GIVEN REQUEST 1 :: How would this sentence from the Piketty post read in Spanish: "There can never be equality of outcome."?
GIVEN REQUEST 2 :: Can you rewrite the Piketty post starting with "Piketty is much" and going on through "is not fair.", putting "President" where "POTUS" stands?

SOURCE EXTRACT ::
================
April 24th, 2014

On Picketty

Here’s an article on Piketty’s book that seems less political than most, and more about analyzing the nitty gritty of what he says.

10 Responses to “On Picketty”

  1. parker Says:

    “In perhaps the most revealing line of the book, the 42-year-old Piketty writes that since the age of 25, he has not left Paris, “except for a few brief trips.” ”

    Piketty is much like our POTUS, he’s not a practical person with experience in the rough and tumble of the real world where most people have to work hard and make good decisions if they are to prosper; and sometimes they fail to prosper despite their efforts. The only equality that matters is equality under the rule of a just system of law. There can never be equality of outcome. There can never be equality when it comes to abilities. Even Jimmy Carter knew life is not fair.

  2. J.J. Says:

    The main idea behind capitalism is that people can put their savings into profitable businesses. Even if you aren’t creative enough to start a business, the development of mutual funds, pension funds, and now ETFs has provided a pathway for even the smallest investor to share in the growth of the economy. I was fortunate to be introduced to the concept in the 1950s when it was not very well known. The blueprint was this:
    1. Save until you have six months living expenses in a savings account. (Bank, credit union, savings bonds, etc.)
================
RECORDS ::
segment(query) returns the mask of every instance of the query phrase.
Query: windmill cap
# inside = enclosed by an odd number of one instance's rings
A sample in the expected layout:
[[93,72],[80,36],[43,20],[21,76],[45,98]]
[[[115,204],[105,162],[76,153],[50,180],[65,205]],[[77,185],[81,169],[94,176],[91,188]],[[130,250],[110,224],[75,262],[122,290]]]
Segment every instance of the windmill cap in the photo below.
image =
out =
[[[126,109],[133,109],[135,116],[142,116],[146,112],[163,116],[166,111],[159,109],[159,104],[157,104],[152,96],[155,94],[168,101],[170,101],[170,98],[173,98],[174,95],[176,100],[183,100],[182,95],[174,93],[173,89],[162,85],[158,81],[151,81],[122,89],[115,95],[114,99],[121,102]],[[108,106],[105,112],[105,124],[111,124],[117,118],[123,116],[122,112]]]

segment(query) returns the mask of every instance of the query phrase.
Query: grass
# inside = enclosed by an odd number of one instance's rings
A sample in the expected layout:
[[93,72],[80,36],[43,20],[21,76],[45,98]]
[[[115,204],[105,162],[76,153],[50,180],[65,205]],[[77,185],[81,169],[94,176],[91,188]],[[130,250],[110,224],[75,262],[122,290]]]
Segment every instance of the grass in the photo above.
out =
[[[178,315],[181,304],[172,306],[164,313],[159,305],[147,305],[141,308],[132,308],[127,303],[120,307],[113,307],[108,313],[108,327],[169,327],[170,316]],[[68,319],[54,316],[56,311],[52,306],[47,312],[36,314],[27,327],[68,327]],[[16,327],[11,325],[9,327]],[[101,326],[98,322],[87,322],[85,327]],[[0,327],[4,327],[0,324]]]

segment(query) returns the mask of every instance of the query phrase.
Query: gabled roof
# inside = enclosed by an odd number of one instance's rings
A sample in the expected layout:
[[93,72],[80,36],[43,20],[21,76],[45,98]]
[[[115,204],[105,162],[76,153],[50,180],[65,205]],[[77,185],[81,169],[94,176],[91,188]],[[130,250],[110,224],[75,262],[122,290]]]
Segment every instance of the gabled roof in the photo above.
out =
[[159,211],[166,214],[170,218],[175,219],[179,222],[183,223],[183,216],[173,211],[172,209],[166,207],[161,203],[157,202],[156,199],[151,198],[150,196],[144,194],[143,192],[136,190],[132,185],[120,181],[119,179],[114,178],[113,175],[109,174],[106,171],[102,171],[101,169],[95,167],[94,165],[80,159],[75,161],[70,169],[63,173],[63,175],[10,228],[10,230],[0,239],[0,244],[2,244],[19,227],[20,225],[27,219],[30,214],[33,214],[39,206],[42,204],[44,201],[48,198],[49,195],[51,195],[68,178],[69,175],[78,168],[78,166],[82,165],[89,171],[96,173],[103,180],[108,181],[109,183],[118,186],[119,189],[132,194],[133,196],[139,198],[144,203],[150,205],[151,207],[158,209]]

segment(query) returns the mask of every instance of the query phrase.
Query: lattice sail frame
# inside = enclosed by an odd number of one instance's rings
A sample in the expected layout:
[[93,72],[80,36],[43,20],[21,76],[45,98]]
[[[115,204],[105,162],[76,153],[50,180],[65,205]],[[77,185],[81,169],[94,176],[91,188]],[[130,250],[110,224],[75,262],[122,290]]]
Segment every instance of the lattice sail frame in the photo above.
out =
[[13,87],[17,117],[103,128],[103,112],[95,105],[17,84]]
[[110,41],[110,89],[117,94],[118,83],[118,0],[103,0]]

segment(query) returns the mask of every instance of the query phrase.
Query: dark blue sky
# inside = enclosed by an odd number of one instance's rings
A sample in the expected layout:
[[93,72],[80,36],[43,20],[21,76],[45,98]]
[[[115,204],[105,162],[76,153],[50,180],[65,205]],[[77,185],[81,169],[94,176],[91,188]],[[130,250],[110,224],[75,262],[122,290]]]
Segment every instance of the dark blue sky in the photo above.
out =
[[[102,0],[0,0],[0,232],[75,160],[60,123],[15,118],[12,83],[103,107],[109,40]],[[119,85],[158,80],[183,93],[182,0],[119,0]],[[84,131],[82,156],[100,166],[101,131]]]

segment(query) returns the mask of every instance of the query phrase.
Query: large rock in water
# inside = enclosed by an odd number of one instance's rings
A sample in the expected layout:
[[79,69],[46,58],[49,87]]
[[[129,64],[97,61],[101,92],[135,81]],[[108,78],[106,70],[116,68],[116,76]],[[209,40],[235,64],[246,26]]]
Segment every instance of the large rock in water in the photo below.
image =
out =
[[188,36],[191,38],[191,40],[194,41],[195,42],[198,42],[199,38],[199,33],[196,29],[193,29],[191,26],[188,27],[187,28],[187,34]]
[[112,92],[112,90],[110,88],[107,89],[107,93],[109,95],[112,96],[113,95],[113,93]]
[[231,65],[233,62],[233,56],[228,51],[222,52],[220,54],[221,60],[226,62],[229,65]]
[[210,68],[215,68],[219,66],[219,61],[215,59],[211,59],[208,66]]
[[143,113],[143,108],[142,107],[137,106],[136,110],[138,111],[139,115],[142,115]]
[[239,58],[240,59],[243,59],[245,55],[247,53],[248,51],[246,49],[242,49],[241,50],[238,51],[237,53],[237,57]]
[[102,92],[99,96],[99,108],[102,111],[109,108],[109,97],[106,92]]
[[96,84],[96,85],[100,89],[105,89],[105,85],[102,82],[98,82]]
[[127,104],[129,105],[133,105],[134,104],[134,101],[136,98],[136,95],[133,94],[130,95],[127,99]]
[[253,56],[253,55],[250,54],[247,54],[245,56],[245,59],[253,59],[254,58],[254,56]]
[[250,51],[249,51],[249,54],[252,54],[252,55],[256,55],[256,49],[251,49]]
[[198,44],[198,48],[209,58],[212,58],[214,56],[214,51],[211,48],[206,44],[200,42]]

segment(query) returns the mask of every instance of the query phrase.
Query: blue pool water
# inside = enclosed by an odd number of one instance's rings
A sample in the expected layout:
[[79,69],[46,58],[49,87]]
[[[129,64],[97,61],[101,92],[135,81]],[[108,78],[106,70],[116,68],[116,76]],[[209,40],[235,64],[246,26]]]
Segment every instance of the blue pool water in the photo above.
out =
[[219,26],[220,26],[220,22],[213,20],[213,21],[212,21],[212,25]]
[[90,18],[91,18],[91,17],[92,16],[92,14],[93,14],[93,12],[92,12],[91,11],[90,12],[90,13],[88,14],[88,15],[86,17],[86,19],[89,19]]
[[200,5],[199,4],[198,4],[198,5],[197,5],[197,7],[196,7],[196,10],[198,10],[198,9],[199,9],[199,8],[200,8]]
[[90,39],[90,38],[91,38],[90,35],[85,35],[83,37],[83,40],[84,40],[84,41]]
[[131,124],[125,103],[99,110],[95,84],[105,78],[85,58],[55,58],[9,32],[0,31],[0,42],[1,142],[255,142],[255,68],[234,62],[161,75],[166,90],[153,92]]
================
EXERCISE OUTPUT 1 :: Nunca puede haber igualdad de resultados.

EXERCISE OUTPUT 2 ::
Piketty is much like our President, he’s not a practical person with experience in the rough and tumble of the real world where most people have to work hard and make good decisions if they are to prosper; and sometimes they fail to prosper despite their efforts. The only equality that matters is equality under the rule of a just system of law. There can never be equality of outcome. There can never be equality when it comes to abilities. Even Jimmy Carter knew life is not fair.